Beginning at the line containing "[(107, 530), (437, 343), (306, 279), (49, 254)]" in the material below and ending at the line containing "[(859, 602), (954, 583), (733, 134), (157, 396)]", return each line exactly and add nothing.

################

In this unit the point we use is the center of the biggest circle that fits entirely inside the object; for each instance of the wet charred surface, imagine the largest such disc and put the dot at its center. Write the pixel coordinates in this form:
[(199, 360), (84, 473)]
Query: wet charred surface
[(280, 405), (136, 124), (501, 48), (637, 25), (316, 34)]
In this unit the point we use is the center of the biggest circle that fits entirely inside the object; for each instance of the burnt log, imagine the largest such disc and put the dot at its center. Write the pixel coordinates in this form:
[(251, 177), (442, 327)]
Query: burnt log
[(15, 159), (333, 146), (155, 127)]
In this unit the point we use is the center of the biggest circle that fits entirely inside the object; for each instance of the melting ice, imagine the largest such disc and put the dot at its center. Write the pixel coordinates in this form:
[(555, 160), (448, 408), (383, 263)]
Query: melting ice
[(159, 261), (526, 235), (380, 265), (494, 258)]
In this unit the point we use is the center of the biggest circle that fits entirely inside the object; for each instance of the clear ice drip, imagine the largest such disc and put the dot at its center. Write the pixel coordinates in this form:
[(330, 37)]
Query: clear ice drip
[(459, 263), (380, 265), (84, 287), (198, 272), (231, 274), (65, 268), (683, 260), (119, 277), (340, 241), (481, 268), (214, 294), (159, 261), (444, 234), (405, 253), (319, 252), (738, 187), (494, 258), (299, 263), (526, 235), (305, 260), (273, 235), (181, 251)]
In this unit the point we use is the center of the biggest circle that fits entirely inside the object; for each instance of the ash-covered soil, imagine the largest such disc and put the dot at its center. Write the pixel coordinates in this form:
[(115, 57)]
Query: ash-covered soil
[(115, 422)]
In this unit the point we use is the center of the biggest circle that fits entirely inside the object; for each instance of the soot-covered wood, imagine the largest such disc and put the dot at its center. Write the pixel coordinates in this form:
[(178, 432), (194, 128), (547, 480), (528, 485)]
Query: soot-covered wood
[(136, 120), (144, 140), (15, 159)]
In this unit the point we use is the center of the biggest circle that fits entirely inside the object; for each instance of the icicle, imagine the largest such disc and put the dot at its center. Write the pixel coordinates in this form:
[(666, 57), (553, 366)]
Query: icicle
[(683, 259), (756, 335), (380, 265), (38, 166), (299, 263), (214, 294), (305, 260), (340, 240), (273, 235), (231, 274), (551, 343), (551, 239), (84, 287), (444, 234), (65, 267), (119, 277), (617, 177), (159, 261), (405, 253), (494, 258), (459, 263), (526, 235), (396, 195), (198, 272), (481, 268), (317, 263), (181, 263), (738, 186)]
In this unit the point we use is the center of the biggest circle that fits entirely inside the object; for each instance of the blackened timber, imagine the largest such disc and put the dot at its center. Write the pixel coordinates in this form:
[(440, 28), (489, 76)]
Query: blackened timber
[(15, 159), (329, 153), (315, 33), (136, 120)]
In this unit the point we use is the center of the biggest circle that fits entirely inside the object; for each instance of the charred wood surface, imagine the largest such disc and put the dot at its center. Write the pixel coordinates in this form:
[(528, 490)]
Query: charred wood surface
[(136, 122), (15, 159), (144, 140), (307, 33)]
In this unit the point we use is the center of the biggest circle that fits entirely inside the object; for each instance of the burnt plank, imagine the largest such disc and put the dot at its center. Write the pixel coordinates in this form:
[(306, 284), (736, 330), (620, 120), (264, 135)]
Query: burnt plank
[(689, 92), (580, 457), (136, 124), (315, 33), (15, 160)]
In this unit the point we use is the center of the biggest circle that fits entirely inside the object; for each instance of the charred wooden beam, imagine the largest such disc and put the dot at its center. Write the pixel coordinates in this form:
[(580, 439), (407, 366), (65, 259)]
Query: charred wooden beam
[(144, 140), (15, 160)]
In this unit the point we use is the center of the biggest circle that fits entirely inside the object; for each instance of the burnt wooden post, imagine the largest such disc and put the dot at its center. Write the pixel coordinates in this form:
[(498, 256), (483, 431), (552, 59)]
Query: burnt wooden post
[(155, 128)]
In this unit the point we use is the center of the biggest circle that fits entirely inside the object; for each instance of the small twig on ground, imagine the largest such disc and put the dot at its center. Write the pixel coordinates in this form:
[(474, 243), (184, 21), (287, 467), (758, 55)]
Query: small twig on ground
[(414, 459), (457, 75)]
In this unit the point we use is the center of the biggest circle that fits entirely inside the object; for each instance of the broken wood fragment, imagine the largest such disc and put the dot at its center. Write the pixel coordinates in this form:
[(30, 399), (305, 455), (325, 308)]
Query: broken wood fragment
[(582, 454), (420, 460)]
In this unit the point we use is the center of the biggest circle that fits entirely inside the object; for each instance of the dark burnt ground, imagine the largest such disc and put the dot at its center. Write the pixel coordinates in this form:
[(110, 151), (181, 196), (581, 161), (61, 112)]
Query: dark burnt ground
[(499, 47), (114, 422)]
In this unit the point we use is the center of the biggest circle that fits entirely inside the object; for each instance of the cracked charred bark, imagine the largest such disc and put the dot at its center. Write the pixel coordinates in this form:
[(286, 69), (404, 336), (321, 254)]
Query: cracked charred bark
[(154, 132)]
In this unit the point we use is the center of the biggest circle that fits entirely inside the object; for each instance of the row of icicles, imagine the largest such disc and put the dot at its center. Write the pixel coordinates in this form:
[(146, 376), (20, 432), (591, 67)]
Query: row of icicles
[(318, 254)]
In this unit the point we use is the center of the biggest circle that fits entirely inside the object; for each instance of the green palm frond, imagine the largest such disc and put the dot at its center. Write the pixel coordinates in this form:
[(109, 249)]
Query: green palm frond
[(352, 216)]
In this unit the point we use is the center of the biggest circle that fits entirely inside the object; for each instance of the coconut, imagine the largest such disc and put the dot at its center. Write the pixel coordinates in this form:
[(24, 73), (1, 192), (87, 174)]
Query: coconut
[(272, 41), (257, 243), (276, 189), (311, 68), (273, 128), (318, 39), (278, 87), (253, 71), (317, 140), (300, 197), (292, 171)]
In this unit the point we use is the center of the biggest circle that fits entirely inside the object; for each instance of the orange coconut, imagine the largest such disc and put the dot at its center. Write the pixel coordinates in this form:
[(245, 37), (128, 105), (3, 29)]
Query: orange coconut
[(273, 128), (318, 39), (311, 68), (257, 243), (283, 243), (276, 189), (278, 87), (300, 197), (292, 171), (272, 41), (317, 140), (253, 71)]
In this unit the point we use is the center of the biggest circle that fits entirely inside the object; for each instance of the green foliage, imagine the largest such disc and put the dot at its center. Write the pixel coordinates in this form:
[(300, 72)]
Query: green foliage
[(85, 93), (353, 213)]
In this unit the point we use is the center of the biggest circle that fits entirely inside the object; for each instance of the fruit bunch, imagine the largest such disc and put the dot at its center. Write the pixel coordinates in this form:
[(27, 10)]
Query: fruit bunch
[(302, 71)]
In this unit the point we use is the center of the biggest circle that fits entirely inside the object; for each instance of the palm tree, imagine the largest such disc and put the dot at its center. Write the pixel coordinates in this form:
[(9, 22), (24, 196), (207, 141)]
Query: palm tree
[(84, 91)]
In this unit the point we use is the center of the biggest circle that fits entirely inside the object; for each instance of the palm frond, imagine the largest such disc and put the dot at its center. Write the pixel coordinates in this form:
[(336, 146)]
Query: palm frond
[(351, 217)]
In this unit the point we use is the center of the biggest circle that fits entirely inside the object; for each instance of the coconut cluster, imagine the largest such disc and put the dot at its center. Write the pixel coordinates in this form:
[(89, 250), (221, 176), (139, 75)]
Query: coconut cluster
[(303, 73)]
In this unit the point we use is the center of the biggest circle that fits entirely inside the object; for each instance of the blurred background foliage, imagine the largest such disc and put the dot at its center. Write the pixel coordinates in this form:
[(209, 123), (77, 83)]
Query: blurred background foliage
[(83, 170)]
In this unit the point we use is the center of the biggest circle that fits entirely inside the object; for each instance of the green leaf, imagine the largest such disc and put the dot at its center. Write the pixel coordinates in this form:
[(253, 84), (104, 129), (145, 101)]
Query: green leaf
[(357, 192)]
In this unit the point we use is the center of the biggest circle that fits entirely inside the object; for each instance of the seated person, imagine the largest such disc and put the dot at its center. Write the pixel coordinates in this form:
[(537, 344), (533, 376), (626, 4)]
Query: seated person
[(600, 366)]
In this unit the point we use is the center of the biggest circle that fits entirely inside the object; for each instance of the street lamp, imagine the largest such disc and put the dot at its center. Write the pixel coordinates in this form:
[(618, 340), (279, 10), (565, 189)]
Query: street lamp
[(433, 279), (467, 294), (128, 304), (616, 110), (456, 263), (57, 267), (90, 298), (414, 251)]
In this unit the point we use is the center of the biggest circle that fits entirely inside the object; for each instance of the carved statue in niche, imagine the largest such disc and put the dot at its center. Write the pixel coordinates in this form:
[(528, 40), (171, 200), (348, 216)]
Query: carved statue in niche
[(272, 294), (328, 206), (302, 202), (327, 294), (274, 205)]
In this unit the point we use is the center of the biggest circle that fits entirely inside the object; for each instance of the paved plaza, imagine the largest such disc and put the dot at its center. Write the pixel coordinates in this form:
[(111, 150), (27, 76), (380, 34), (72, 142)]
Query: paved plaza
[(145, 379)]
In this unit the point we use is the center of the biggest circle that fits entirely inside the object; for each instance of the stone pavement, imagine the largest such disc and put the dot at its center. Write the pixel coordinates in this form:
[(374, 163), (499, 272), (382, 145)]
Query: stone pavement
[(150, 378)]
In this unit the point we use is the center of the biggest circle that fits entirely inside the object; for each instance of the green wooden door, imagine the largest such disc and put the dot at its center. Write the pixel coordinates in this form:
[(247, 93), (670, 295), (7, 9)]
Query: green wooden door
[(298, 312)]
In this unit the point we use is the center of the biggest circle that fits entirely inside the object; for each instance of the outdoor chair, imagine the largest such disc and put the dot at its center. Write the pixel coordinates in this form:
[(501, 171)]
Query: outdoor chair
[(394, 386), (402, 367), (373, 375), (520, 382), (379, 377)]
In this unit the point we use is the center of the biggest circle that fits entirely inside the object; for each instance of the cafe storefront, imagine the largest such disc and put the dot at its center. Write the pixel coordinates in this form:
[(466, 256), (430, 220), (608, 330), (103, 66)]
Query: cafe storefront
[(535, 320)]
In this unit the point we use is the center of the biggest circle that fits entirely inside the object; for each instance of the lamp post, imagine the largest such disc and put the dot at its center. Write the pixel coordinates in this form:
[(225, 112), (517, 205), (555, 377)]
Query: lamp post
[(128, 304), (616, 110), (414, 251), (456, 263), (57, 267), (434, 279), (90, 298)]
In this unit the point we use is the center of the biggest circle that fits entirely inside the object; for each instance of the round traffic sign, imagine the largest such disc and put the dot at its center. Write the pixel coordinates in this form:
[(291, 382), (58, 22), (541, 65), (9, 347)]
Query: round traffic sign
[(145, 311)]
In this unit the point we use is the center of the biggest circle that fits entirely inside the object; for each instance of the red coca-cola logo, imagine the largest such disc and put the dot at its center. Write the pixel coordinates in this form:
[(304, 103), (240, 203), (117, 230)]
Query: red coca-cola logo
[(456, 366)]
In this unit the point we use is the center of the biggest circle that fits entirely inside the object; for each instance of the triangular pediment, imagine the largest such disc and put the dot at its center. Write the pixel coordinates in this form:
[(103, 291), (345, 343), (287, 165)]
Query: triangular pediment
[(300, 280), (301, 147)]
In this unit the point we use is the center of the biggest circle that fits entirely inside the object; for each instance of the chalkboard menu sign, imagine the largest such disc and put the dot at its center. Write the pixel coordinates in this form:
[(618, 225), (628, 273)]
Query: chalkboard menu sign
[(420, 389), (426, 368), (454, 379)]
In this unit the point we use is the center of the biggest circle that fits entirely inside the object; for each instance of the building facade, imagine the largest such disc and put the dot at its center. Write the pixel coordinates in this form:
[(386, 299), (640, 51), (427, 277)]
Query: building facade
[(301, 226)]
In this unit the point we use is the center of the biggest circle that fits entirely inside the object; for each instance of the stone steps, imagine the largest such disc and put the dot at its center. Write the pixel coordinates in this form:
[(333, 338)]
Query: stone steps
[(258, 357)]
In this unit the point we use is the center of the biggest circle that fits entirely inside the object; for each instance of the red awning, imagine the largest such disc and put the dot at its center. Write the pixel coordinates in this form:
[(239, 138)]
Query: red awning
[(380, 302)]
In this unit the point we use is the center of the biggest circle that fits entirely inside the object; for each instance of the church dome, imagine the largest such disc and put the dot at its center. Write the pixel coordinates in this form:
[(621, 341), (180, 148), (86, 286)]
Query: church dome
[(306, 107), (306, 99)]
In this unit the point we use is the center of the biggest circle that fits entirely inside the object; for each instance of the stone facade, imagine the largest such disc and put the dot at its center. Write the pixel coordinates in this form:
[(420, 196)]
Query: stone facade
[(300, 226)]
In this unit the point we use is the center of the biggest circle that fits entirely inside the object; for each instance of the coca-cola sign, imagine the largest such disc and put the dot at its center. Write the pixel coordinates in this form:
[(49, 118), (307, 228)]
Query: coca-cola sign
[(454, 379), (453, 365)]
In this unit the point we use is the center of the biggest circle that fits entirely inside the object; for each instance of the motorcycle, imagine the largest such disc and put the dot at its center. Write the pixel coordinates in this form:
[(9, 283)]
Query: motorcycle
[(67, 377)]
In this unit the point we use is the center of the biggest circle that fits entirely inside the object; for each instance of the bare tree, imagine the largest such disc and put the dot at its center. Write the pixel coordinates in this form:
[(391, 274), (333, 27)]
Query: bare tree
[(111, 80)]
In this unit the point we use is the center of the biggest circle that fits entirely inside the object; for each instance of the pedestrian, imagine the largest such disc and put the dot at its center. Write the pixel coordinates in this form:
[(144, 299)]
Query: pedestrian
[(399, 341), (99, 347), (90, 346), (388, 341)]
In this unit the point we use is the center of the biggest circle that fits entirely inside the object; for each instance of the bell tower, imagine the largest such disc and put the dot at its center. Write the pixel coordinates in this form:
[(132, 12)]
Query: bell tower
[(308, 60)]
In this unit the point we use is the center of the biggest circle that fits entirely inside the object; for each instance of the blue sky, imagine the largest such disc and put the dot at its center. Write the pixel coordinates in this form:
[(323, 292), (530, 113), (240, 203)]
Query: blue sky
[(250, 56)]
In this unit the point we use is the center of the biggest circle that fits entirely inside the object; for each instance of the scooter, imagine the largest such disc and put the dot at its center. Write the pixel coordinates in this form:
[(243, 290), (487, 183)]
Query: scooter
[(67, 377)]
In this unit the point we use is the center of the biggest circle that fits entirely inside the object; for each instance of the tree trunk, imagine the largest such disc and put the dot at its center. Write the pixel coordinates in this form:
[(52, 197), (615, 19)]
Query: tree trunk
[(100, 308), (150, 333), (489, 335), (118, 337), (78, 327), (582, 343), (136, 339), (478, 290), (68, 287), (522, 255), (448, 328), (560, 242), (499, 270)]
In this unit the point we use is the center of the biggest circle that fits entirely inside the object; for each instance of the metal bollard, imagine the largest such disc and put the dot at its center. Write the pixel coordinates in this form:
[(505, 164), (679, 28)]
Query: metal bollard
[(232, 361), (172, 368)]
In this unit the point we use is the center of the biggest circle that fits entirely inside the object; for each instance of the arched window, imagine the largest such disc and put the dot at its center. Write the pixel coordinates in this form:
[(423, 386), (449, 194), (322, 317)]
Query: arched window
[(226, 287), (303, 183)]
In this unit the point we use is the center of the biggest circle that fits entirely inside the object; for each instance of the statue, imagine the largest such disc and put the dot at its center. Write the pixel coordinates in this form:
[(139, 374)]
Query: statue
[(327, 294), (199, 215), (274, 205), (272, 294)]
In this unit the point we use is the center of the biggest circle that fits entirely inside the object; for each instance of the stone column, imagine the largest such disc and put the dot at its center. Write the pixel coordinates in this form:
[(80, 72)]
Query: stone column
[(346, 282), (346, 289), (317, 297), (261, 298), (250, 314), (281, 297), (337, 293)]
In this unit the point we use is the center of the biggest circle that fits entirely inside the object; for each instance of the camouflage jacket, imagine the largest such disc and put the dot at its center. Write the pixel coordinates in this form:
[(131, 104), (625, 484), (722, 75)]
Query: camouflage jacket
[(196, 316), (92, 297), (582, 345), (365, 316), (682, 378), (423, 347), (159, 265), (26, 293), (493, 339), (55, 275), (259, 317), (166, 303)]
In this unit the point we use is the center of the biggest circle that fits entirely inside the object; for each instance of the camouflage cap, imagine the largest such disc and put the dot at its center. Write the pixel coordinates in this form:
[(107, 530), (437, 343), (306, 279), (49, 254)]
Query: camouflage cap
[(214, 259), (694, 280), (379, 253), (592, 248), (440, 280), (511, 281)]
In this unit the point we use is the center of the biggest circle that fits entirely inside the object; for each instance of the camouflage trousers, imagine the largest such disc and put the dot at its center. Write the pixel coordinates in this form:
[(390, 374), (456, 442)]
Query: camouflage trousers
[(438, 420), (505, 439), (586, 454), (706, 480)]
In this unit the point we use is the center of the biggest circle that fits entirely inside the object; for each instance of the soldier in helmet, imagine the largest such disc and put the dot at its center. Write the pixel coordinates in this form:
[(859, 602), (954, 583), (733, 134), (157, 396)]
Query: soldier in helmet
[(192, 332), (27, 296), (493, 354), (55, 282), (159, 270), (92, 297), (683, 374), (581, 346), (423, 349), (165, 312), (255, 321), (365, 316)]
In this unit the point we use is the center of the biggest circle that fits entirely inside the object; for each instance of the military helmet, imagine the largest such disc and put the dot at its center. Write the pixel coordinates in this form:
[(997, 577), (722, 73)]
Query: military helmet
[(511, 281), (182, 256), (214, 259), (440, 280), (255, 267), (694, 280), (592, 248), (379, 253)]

################

• [The answer]
[(107, 530), (437, 343), (306, 279), (49, 254)]
Query: camouflage cap
[(214, 259), (694, 280), (379, 253), (592, 248), (440, 280), (511, 281)]
In this unit the point we use is the center of the biggest circle that fits entirely inside the object; for each instance of the camouflage trousers, imagine the largest such disc and put the dot at its center. Write the pixel coordinates in this form:
[(390, 374), (456, 442)]
Query: camouflage trousers
[(438, 420), (505, 439), (586, 454), (706, 480)]
In this unit the point we use is the center of the biggest circle that fits entirely inside the object; for each instance of the soldier in helmet, imagine the largest such disc and put the dot at its center. Write the pixel coordinates in this form:
[(859, 602), (954, 583), (733, 134), (157, 396)]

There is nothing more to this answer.